Problem requirements:
In the statistics notes below, what kind of relationship does a correlation of -0.95 represent?

Explain the concept of correlation and how to interpret correlation coefficients of 0.3, 0, and -0.95.

Correlation - a measure of the strength of a linear relationship between 2 variables. The correlation of 0 implies lack of relationship, correlation of 0.3 represents a weak positive relationship, and a correlation of -0.95 represents a strong negative relationship.

Provide some examples of data profiles.

Data profiling is an analysis of data to better understand relationships in data, as well as similarities and differences. Data profiles are often expressed as percentiles and quartiles. Percentiles are used on standardized tests used for college or graduate school entrance examinations (SAT, ACT, GMAT, GRE, etc.). Percentiles specify the percentage of other test takers who scored at or below the score of a particular individual.

Discuss how confidence intervals can help in making decisions. Provide some examples different from those in the chapter.

Decision making: A confidence interval for the mean returns of a given stock portfolio can be used to make investment decisions. If the proportion of the interval that is negative is too large, the portfolio might be considered too risky. If a confidence interval for the proportion of customers who responded to TV advertising is both high enough and narrow enough, the company might consider rolling the product out nationally

Explain the principal types of descriptive statistics measures that are used for describing data.

Descriptive statistics - a collection of quantitative measures and methods of describing data. This includes the measure of central tendency, (mean, median mode and proportion.), the measure of dispersion, (range, variance, standard deviation), the measure of shape (skewness, kurtosis) and frequency distributions and histograms.

What are frequency distributions and histograms? What information do they provide?

Frequency distribution - a tabular summary that shows the frequency of observations in each of several nonoverlapping classes. Histogram - graphical depiction of a frequency distribution in the form of a column chart. Both frequency distribution and the histogram allow us to visually examine the center, dispersion (variability) and shape of a distribution.

Explain the importance of sampling from a managerial perspective

From managerial perspective, sampling plays an important role in providing information for making business decisions. It is often impossible to survey all the customers or inspect every product, but instead a sample of customers is contacted, or a sample of products inspected, and the sample is used as a representative of a larger group.

Explain the notion of hypothesis testing. What is the general process that one should follow in conducting a hypothesis test?

Hypothesis testing - involves drawing inferences about two contrasting propositions (hypotheses) relating to the value of a population parameter, one of which is assumed to be true in the absence of contradictory data. In conducting a hypothesis test, we seek evidence based on the sample data, to determine if the assumed hypothesis can be rejected; if not, we can only assume it to be true. The process of hypothesis testing involves the following steps: a. Formulating the hypotheses to test b. Selecting a level of significance, which defines the risk of drawing an incorrect conclusion about the assumed hypothesis that is actually true. c. Determining the decision rule on which to base the conclusion. d. Collecting data and calculating a test statistics. e. Applying the decision rule to the test statistic and drawing a conclusion.

What is the difference between paired and independent samples?

Independent samples typically come from different populations and have different sample sizes, and refer to different subjects, like male and female customers. Paired samples refer to a single subject, like a student, come from the same population, have the same sample size, and the difference between the two is of particular interest, like before and after comparisons of students taking a test before and after extensive tutoring, to compare the results and hopefully notice overall improvement.

Dataset excerpts on pointing at objects:
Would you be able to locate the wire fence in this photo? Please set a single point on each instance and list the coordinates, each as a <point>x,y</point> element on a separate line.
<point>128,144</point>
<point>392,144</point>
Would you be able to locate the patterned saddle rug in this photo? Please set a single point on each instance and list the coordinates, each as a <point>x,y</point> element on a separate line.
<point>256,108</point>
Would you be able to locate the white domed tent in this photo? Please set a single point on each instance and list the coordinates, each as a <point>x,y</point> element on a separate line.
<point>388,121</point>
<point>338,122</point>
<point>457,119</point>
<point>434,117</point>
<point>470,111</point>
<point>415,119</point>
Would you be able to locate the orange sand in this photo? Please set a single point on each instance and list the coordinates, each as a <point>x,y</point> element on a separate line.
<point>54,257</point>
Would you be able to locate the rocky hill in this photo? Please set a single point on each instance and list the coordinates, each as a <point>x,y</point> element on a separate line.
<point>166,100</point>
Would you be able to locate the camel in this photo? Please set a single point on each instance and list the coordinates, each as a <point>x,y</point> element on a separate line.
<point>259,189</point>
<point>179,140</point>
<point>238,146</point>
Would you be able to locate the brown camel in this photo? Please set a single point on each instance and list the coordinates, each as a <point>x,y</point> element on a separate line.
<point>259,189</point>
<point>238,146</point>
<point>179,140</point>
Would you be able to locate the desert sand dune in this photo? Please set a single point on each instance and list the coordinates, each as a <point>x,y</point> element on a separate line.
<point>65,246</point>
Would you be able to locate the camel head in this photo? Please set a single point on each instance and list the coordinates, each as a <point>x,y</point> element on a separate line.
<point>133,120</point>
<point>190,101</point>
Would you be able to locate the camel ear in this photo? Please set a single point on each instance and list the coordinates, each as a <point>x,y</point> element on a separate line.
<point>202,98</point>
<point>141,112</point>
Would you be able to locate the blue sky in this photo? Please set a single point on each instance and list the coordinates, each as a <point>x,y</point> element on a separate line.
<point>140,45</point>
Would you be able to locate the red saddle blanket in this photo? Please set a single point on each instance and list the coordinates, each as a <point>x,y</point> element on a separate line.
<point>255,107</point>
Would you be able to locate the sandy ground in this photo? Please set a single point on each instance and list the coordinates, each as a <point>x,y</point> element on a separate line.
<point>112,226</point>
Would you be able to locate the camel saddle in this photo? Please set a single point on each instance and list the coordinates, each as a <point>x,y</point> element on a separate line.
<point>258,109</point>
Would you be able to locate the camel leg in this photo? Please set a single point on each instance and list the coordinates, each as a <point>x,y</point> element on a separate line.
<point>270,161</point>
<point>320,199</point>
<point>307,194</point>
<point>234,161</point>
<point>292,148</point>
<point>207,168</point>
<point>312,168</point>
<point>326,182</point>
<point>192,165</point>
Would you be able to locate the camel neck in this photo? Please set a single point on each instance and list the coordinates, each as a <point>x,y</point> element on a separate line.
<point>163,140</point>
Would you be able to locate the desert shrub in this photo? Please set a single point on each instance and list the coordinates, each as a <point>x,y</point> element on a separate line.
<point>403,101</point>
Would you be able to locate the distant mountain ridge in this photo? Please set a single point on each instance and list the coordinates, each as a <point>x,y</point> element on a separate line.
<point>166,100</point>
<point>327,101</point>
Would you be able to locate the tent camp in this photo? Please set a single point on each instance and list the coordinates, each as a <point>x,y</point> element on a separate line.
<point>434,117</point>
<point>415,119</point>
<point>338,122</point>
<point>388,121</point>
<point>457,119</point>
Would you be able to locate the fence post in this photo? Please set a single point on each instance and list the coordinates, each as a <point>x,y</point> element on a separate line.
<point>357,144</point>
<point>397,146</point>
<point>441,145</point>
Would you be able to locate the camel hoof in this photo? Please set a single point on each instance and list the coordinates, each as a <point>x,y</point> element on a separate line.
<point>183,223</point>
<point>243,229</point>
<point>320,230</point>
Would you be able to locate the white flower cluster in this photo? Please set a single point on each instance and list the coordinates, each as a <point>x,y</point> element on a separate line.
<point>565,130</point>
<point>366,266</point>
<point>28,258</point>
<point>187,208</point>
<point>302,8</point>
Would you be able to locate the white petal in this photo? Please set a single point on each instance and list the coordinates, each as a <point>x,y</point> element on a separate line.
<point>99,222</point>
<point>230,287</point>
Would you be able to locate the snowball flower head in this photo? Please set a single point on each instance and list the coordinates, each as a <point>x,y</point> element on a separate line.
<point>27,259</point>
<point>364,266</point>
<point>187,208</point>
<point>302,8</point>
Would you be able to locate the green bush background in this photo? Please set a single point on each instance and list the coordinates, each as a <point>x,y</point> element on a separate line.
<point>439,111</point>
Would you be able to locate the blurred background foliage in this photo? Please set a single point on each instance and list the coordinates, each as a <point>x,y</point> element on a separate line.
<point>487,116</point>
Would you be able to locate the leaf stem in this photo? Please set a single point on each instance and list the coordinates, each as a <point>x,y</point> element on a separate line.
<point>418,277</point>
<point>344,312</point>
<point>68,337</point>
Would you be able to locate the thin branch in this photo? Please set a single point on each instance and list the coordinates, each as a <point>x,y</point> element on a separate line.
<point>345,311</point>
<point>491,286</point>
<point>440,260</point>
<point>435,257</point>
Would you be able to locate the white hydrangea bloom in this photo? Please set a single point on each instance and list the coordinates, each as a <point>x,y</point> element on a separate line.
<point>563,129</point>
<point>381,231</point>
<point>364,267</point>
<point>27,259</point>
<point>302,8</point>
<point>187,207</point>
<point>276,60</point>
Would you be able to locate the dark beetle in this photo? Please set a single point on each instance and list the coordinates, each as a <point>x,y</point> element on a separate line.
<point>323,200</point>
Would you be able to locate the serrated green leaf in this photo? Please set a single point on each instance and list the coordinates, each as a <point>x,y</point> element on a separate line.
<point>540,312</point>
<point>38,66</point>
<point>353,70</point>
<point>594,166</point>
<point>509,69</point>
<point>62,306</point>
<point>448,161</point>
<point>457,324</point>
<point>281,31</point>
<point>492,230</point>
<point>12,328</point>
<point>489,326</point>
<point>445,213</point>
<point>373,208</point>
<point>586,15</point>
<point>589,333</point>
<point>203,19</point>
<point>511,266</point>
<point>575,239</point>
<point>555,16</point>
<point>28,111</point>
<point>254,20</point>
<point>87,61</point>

Exercise answer:
A strong negative relationship.